### EXCERTO
####################
Não sei! Às vezes eu ainda me pergunto “o que eu poderia fazer de diferente?”. Não sei ainda. A gente vai buscando.
O meu projeto novo não está relacionado com o instrumento. O meu novo canal do Youtube “O piano de Ana” vai ter apresentações minhas a cada semana, com obras do meu repertório, em que eu toco e falo sobre ele e sobre a minha interpretação: “porque é que eu faço assim? Para onde me remete?”… O intérprete não pode esperar que o público bata à porta e peça para tocar uma música contemporânea.
Relativamente ao próximo Encontro Internacional de Piano Contemporâneo, já tem algo em mente? Alguma data?
####################
### TAREFA PROPOSTA 1
Segundo o excerto, qual é o nome do novo canal do Youtube?
### TAREFA PROPOSTA 2
Resuma o excerto em duas frases.

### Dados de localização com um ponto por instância
####################
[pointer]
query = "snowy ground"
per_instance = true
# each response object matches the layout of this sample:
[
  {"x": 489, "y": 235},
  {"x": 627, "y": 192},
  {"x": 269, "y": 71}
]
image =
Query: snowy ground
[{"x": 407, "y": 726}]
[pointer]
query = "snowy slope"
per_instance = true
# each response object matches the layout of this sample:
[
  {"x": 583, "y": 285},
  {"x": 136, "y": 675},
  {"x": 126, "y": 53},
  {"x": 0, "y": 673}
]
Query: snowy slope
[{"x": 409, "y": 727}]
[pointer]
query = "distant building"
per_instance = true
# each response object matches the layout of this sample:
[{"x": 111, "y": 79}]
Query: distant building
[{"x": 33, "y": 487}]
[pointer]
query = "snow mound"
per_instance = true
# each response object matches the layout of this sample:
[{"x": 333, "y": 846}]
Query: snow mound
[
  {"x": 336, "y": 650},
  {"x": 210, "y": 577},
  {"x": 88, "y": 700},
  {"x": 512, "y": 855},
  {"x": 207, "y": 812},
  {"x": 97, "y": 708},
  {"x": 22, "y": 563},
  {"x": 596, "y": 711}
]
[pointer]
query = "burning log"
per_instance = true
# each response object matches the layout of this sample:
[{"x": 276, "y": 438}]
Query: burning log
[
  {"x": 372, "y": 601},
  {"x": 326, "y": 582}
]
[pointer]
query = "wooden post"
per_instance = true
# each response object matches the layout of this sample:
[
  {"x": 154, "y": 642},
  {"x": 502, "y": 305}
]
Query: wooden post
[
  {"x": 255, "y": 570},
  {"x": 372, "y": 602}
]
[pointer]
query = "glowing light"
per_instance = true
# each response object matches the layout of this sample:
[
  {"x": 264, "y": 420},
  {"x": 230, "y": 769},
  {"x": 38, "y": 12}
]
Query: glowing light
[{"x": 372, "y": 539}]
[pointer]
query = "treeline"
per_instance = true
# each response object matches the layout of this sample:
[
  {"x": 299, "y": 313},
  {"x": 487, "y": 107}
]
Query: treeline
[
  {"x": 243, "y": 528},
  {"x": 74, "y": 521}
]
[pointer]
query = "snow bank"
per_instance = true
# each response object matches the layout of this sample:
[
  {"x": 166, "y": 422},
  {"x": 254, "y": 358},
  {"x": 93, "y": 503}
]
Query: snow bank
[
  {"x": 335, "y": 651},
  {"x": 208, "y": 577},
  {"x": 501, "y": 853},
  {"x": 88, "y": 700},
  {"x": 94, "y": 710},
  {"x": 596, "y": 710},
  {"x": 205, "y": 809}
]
####################
### ÁREA DE RESPOSTA 1
O canal chama-se “O piano de Ana”.

### ÁREA DE RESPOSTA 2
A pessoa entrevistada afirma que ainda não sabe o que poderia fazer de diferente e que continua buscando. Ela conta que o novo canal do Youtube “O piano de Ana” terá apresentações semanais de obras do seu repertório, comentadas por ela quanto à interpretação, e defende que o intérprete não pode esperar que o público peça para ouvir música contemporânea.